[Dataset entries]
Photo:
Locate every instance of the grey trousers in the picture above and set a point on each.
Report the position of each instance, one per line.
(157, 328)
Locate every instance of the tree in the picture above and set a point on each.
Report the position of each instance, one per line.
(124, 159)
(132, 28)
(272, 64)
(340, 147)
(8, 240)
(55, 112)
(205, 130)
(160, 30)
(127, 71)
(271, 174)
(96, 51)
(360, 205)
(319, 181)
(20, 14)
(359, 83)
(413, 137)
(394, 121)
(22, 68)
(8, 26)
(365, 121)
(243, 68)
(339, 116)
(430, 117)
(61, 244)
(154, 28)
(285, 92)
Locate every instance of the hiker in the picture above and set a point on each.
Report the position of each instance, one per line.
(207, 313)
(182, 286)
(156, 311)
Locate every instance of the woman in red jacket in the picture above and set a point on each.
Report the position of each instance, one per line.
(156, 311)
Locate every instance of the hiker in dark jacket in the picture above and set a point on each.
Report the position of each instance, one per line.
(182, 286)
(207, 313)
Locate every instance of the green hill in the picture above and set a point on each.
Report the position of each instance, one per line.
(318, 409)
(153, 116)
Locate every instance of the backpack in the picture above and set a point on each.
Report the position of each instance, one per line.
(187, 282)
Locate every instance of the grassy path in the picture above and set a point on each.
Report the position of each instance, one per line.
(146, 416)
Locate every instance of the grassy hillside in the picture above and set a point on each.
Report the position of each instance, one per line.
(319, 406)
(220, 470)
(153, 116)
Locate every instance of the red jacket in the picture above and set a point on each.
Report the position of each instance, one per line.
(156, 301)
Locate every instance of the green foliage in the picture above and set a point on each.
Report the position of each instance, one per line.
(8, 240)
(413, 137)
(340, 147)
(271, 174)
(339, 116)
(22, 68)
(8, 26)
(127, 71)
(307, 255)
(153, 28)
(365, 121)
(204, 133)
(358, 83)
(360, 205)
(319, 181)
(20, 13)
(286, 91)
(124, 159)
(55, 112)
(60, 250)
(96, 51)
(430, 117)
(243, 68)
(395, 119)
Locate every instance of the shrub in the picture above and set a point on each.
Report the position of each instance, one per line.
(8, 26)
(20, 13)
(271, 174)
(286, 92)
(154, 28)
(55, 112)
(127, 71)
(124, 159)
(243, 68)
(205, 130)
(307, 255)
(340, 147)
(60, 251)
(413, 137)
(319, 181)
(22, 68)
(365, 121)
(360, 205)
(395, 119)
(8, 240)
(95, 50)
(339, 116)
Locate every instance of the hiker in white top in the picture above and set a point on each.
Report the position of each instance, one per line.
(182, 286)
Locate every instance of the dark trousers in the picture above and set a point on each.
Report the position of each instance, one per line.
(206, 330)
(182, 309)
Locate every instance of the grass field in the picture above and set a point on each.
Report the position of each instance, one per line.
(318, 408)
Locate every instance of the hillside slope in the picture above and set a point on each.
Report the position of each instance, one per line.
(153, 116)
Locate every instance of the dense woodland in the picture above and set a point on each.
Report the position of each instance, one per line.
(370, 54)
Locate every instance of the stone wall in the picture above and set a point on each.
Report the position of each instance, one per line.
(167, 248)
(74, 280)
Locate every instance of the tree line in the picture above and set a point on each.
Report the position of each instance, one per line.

» Task goal:
Write out every line from the records above, word for word.

» Task answer:
Photo:
Locate every instance of the grey trousers in the picture above and set a point on each.
Report the position of each instance, one per line.
(157, 328)
Locate every instance of the tree in the picture above and set a point on each.
Report the position of each instance, one per line.
(124, 159)
(132, 28)
(272, 64)
(340, 147)
(8, 240)
(55, 112)
(205, 130)
(160, 30)
(127, 71)
(271, 174)
(96, 51)
(360, 205)
(319, 181)
(20, 14)
(359, 83)
(413, 137)
(394, 121)
(22, 68)
(8, 26)
(365, 121)
(243, 68)
(339, 116)
(430, 117)
(61, 244)
(154, 28)
(285, 92)
Locate every instance of the hiker in the picture above and set a point on each.
Report the position of each instance, one per line.
(207, 313)
(182, 286)
(156, 311)
Locate every instance of the woman in red jacket in the picture above and set a point on each.
Report the position of each instance, one per line.
(156, 311)
Locate every instance of the hiker in dark jacket in the picture above and set a point on each.
Report the position of each instance, one per line.
(182, 286)
(207, 313)
Locate every instance of the green hill in the picture above and set a point on each.
Report the position of each instance, one per line.
(318, 409)
(153, 116)
Locate every instance of the backpack in the picture above and set a point on each.
Report the position of each instance, one per line.
(187, 282)
Locate every instance of the grassy path in the picture above and set a point on each.
Report the position of each instance, one per line.
(146, 416)
Locate every instance of the grassy hillside in the picture above and set a point on each.
Report the position of each instance, one per line.
(319, 406)
(220, 470)
(153, 116)
Locate every instance of the red jacket in the picture above and set a point on each.
Report the position of each instance, one per line.
(156, 301)
Locate every instance of the green foliage in the picture above and set a point on each.
Report the position of each instance, one per line.
(8, 240)
(413, 137)
(340, 147)
(271, 174)
(339, 116)
(22, 68)
(8, 26)
(127, 71)
(307, 255)
(153, 28)
(365, 121)
(204, 133)
(358, 83)
(360, 205)
(319, 181)
(20, 13)
(286, 91)
(124, 159)
(55, 112)
(60, 250)
(96, 51)
(430, 117)
(243, 68)
(395, 119)
Locate every instance of the shrub in the picture above and set a point on each.
Report the position of each instance, one per line.
(8, 26)
(20, 13)
(271, 174)
(286, 92)
(154, 28)
(55, 112)
(127, 71)
(124, 159)
(243, 68)
(205, 130)
(307, 255)
(340, 147)
(60, 251)
(413, 137)
(319, 181)
(22, 68)
(365, 121)
(360, 205)
(395, 119)
(8, 240)
(95, 50)
(339, 116)
Locate every instance of the hiker in white top in the picture above and set a point on each.
Report the position of each instance, one per line.
(182, 286)
Locate every instance of the dark trousers in the picture above and set a point on each.
Report the position of each instance, one per line.
(206, 330)
(182, 309)
Locate every instance of the grass field in the picture above and set a point on each.
Report the position of each instance, one per line.
(318, 408)
Locate every instance of the hillside slope in the picture above and set a point on each.
Report the position of each instance, one per line.
(153, 116)
Locate every instance of the dense woodland in the picture above and set a point on each.
Report the position of each instance, one per line.
(370, 54)
Locate every instance of the stone wall in the picture above and set a point on each.
Report the position of each instance, one per line.
(167, 248)
(74, 280)
Locate every instance of the tree line in the picture above and set a point on each.
Report the position of each instance, one per line.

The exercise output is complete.